## TASK INSTRUCTIONS
Once the line containing "edge. Keep to one point per instance." is located, output it and every line after it through the end of the records, exactly as written and nothing else.

====== RECORDS

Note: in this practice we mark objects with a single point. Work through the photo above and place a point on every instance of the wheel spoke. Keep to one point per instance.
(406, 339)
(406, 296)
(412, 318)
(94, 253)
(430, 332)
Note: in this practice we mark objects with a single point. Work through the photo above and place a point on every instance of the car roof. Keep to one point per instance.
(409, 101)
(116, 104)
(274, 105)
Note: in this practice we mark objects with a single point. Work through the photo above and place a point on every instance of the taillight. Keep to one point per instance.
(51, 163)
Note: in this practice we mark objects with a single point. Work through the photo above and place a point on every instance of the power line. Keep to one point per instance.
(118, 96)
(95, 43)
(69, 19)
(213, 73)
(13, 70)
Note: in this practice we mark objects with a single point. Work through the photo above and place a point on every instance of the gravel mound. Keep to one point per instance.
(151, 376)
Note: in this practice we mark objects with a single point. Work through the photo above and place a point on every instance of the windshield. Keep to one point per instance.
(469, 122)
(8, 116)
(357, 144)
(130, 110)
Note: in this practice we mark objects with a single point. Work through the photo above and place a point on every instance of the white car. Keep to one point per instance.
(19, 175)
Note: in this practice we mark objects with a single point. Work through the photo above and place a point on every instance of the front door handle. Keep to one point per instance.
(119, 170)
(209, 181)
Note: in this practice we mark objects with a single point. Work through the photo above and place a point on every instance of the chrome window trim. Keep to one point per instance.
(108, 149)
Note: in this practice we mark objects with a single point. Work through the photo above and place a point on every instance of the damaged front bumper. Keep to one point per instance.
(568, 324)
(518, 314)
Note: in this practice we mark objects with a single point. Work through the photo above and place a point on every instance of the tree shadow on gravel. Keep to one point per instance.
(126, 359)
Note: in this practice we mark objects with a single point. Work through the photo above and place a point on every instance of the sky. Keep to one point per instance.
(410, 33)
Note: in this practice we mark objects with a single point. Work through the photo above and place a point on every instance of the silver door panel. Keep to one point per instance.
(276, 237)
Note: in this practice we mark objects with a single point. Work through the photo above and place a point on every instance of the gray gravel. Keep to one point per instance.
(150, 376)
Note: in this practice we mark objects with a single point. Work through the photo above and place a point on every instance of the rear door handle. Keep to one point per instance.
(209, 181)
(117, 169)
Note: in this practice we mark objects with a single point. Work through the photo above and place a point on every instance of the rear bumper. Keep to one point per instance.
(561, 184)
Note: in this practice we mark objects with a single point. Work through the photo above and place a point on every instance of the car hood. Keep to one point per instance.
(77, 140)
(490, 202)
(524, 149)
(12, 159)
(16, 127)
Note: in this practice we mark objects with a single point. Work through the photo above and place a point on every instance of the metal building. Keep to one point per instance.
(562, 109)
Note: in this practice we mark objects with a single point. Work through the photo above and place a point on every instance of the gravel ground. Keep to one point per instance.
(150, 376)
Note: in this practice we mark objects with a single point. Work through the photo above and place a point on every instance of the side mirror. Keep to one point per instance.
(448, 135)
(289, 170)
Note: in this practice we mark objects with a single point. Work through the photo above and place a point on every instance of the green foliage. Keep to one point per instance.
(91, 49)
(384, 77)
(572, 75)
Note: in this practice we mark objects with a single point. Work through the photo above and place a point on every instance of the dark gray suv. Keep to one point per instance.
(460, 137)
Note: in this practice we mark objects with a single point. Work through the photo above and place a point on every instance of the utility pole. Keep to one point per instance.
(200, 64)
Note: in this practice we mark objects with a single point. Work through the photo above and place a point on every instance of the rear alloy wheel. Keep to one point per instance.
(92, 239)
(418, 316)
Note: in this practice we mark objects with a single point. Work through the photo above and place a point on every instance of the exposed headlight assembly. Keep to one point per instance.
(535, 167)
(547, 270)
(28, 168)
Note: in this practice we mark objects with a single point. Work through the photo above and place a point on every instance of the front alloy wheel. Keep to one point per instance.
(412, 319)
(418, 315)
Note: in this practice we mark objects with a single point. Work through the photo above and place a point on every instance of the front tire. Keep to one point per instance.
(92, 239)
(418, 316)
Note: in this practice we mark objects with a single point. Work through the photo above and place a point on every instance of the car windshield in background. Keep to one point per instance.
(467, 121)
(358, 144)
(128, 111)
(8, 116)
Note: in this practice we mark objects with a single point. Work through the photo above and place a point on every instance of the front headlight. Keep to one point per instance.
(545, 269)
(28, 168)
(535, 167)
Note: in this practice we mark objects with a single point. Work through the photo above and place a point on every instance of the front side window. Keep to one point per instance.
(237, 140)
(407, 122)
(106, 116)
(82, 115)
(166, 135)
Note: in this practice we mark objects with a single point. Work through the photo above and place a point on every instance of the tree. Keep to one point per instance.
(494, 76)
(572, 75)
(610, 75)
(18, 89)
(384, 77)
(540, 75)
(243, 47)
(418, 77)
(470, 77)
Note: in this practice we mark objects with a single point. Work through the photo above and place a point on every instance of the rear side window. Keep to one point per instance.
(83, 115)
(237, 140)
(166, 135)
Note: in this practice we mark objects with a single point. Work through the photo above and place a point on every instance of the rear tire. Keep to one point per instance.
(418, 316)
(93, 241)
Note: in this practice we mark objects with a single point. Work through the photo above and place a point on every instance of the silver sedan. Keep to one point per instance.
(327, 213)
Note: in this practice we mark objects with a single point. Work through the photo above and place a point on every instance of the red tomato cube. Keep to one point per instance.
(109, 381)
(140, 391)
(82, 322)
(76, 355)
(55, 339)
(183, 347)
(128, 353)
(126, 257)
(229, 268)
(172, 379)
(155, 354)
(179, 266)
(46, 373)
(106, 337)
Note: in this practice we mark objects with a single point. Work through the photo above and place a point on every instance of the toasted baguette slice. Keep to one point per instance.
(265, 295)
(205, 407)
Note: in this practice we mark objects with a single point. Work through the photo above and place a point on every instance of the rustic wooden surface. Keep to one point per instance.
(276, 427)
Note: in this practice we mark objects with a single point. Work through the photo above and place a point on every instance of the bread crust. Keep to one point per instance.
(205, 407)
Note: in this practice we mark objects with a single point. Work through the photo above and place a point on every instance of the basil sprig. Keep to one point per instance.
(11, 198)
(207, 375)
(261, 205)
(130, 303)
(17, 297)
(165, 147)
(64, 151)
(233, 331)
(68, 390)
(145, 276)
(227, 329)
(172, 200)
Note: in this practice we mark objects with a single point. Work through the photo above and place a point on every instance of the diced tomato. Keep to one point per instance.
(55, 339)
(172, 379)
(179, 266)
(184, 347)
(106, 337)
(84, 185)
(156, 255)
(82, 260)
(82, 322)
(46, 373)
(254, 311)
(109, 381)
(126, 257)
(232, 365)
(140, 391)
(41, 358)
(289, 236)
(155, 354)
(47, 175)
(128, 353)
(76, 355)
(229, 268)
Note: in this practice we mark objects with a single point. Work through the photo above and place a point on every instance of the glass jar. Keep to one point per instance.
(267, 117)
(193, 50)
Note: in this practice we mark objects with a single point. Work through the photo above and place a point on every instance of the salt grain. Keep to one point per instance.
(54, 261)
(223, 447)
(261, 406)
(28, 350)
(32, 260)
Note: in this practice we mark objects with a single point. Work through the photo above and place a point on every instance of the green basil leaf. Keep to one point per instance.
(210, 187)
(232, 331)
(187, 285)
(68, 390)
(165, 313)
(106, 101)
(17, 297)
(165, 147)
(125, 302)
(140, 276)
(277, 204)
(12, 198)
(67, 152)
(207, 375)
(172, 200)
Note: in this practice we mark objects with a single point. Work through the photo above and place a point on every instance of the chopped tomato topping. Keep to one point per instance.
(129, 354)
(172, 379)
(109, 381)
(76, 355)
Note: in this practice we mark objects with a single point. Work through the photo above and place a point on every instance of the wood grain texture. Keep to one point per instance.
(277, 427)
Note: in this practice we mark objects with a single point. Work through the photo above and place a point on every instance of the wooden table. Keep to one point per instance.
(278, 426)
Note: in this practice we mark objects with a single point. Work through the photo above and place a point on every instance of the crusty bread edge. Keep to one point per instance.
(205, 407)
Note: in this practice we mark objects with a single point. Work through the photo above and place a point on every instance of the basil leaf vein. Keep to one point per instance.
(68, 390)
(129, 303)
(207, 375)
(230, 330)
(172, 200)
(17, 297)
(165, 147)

============

## THE COMPLETED TASK
Note: in this practice we mark objects with a single point. Work through the photo above and place a point on every instance of the crusty bread edge. Keep to one point per instance.
(205, 407)
Note: in this practice we mark objects with a single point. Work through the photo above and place a point on every instance of the basil leaf vein. Keep to one point per instance.
(68, 390)
(129, 303)
(207, 375)
(230, 330)
(172, 200)
(17, 297)
(165, 147)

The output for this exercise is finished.